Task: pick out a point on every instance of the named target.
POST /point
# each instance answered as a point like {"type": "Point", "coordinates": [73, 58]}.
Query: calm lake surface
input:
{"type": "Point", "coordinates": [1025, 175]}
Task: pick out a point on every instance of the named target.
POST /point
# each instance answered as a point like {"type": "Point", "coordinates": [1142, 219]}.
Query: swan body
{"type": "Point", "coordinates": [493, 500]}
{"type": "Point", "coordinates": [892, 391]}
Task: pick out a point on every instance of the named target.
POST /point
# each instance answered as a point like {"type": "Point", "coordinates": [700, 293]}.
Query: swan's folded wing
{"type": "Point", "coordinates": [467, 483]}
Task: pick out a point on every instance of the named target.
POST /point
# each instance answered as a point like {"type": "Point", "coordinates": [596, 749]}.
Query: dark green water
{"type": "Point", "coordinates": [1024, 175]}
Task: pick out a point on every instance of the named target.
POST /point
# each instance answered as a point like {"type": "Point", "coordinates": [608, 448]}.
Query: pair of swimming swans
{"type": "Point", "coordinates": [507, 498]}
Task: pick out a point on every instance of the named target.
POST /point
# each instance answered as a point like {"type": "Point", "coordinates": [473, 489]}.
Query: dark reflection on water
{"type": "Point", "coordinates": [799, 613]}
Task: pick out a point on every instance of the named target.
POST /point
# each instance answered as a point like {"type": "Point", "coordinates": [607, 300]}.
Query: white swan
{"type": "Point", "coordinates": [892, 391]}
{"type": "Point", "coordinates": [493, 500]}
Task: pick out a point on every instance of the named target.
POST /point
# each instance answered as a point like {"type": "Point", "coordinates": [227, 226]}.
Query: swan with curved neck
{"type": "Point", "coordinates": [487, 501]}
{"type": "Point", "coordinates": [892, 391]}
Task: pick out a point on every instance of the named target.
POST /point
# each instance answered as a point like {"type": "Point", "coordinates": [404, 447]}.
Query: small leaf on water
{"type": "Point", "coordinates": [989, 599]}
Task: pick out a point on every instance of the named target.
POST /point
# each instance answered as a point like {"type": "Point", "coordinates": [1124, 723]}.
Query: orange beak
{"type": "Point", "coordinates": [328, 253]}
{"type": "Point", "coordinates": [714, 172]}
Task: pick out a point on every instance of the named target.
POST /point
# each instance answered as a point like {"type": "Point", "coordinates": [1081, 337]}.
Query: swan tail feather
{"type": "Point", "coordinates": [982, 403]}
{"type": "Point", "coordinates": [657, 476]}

[INSTRUCTIONS FOR THE TASK]: Go through the records and print each one exactly.

[FULL ANSWER]:
Task: pick out a point on every instance of the named target.
POST /point
# each instance answered as a point like {"type": "Point", "coordinates": [73, 58]}.
Query: calm lake surface
input:
{"type": "Point", "coordinates": [1025, 175]}
Task: pick out a point on every instance of the named target.
POST /point
# each instance answered as a point like {"type": "Point", "coordinates": [1142, 219]}.
Query: swan body
{"type": "Point", "coordinates": [493, 500]}
{"type": "Point", "coordinates": [892, 391]}
Task: pick out a point on every instance of the named target.
POST /point
# each instance answered as a point like {"type": "Point", "coordinates": [700, 293]}.
Query: swan's folded wing
{"type": "Point", "coordinates": [467, 483]}
Task: pick out a point on every instance of the named target.
POST /point
# each instance answered as a point like {"type": "Point", "coordinates": [596, 749]}.
Query: dark green water
{"type": "Point", "coordinates": [1024, 175]}
Task: pick out a point on every instance of the named target.
POST /point
# each instance answered as a point like {"type": "Point", "coordinates": [608, 448]}.
Query: pair of swimming swans
{"type": "Point", "coordinates": [507, 498]}
Task: pick out a point on every instance of the named target.
POST /point
# each instance answered as a point like {"type": "Point", "coordinates": [473, 489]}.
Query: dark reflection on water
{"type": "Point", "coordinates": [799, 613]}
Task: pick out a point on every instance of the named target.
POST /point
# each instance answered as a point like {"type": "Point", "coordinates": [607, 300]}.
Query: white swan
{"type": "Point", "coordinates": [892, 391]}
{"type": "Point", "coordinates": [493, 500]}
Task: pick out a point on every instance of the named target.
POST /point
# each instance answered as a point like {"type": "Point", "coordinates": [227, 226]}.
Query: swan with curved neck
{"type": "Point", "coordinates": [487, 501]}
{"type": "Point", "coordinates": [892, 391]}
Task: pick out a point on every instance of the named target.
POST /point
# each instance answered as a point like {"type": "Point", "coordinates": [404, 447]}.
Query: small leaf on water
{"type": "Point", "coordinates": [989, 599]}
Task: pick out a point on every instance of the named target.
POST /point
# each instance answered as a point like {"type": "Point", "coordinates": [1124, 723]}.
Query: orange beak
{"type": "Point", "coordinates": [328, 253]}
{"type": "Point", "coordinates": [714, 172]}
Task: pick out a point on every instance of the named target.
POST /point
# each instance answered as a point like {"type": "Point", "coordinates": [1081, 337]}.
Query: swan tail feather
{"type": "Point", "coordinates": [982, 403]}
{"type": "Point", "coordinates": [657, 476]}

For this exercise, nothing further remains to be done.